• _Source passage_:
☆ ☆ ☆ ☆ ☆

Prepatellar bursitis is inflammation of a small fluid-filled sac that sits directly in front of the kneecap. It’s most commonly caused by repeated kneeling or a direct blow to the knee. The hallmark sign is a squishy, swollen area over the kneecap that hurts when you press on it or kneel. Some people feel achiness even at rest, while others only notice it when bending or putting pressure on the knee. In severe cases, you may lose the ability to fully bend and straighten the joint.
Patellar tendonitis, by contrast, affects the tendon just below the kneecap that connects it to your shin bone. This pain is usually sharper, felt specifically at the bottom edge of the kneecap, and worsens with active movements like jumping, running, or walking up stairs rather than with direct pressure.
Pain Behind the Knee
A fluid-filled growth behind the knee, called a Baker’s cyst, causes a distinct feeling of tightness and fullness in the back of the knee. The pain worsens with activity, prolonged standing, and when you try to fully bend or straighten the joint. You might notice a visible bulge behind the knee and stiffness that makes full bending difficult.

☆ ☆ ☆ ☆ ☆

• _Given records_:
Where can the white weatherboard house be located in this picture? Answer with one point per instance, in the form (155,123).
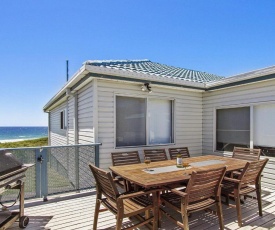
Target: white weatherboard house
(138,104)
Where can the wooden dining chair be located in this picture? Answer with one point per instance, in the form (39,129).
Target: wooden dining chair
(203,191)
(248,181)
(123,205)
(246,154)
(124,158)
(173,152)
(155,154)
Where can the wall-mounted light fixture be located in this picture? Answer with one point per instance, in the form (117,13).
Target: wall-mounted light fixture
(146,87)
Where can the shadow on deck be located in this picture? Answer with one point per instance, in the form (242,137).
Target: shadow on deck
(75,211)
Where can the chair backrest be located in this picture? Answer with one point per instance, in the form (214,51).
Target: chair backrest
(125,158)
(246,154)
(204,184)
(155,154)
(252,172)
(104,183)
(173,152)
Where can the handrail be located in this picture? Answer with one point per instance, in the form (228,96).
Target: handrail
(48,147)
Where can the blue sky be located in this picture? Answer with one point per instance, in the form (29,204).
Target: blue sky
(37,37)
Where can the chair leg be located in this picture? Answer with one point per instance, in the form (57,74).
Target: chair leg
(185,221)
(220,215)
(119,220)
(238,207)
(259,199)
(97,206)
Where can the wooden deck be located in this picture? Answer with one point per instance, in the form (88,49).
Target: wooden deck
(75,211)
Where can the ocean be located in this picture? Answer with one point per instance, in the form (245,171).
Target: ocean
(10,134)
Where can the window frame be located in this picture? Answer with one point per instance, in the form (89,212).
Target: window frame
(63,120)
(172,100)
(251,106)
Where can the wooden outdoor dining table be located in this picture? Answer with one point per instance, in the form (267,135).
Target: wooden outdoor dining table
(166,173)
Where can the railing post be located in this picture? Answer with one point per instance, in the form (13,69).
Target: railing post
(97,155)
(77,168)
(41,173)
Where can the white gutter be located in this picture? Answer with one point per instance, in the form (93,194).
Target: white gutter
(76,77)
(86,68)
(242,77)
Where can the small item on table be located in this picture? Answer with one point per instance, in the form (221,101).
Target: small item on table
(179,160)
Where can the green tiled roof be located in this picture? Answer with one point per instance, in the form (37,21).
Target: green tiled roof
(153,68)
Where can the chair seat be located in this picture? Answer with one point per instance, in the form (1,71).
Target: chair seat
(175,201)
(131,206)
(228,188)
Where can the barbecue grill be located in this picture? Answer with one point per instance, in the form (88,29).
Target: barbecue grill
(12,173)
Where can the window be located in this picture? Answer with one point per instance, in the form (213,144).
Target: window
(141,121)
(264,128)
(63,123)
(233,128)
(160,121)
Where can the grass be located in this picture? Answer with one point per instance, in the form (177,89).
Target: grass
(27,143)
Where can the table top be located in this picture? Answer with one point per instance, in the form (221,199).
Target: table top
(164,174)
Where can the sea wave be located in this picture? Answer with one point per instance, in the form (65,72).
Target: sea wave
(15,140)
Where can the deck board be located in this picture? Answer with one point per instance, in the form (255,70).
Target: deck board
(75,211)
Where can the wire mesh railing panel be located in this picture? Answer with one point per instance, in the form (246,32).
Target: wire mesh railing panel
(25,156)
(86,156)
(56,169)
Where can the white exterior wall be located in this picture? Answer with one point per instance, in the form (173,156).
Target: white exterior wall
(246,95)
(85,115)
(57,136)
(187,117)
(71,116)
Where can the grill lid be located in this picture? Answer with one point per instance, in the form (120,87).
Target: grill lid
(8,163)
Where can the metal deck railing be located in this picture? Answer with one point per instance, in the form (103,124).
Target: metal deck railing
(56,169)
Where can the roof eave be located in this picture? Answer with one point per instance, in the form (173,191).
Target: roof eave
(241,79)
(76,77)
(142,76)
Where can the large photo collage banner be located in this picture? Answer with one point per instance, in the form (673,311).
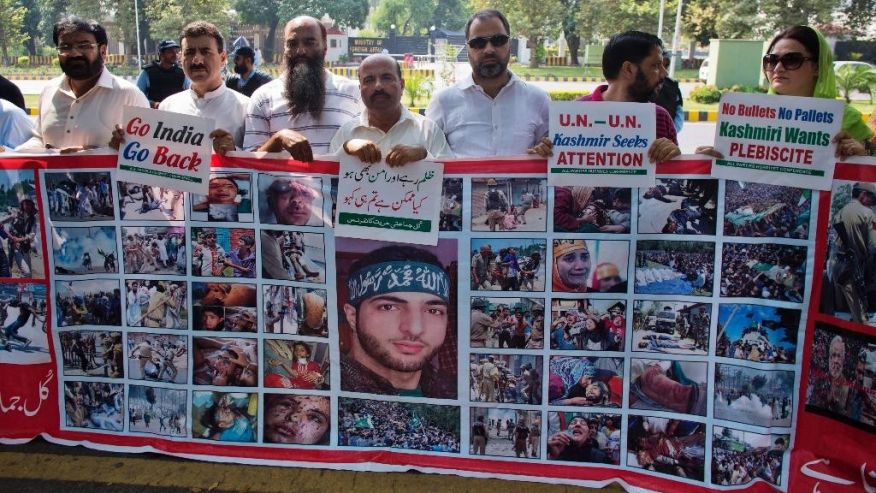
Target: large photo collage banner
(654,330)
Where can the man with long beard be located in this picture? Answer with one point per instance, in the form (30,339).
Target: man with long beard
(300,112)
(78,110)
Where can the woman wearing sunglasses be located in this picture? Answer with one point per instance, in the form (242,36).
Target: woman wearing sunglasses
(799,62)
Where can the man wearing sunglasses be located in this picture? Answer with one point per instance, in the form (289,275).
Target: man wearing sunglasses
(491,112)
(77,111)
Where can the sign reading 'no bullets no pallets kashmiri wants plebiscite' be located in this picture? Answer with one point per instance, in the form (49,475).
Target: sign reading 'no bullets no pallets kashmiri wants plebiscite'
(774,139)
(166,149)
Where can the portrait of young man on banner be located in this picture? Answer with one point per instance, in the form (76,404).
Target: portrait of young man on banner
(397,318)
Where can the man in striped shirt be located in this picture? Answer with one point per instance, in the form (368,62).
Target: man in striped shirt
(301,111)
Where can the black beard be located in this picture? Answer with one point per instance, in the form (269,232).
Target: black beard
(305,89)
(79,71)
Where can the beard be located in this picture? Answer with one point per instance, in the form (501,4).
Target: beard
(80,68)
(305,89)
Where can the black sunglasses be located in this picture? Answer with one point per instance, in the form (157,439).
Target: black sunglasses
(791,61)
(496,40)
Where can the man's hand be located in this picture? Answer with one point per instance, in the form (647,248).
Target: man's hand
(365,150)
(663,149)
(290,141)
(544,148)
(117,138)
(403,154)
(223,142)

☆ ☆ ☆ ☆ ☆

• _Exercise_: Continue the knee pain passage, starting right after its last sentence about the Baker's cyst.

• _Answer to the exercise_:
Baker’s cysts often develop as a secondary problem. They form when excess fluid from another knee condition (like arthritis or a meniscus tear) gets pushed into the back of the joint. Treating the underlying cause usually resolves the cyst over time.
Pain on the Outside of the Knee
If the pain runs along the outer side of your knee and gets worse the longer you walk, IT band syndrome is a likely culprit. The IT band is a thick strip of connective tissue running from your hip down to just below the outer knee. With repetitive bending and straightening, like during a long walk or run, the band can irritate the structures beneath it on the outer knee. This pain typically builds gradually during activity and eases with rest, then returns when you start moving again.
How Location Helps You Narrow It Down
- Front of knee, around kneecap: Patellofemoral pain syndrome or bursitis
- Below the kneecap: Patellar tendonitis
- Inner knee: Osteoarthritis or medial meniscus tear
- Outer knee: IT band syndrome or lateral meniscus tear
- Behind the knee: Baker’s cyst
- Deep inside the joint with catching or locking: Meniscus tear
What Recovery Typically Looks Like
Most causes of knee pain during bending and walking respond to conservative treatment: rest, ice, physical therapy to strengthen the muscles supporting the joint, and activity modification. For conditions like patellofemoral pain, IT band syndrome, and mild tendonitis, consistent physical therapy over four to eight weeks often produces significant improvement. The key is strengthening the muscles around the knee (especially the quadriceps and hips) so the joint is better supported during movement.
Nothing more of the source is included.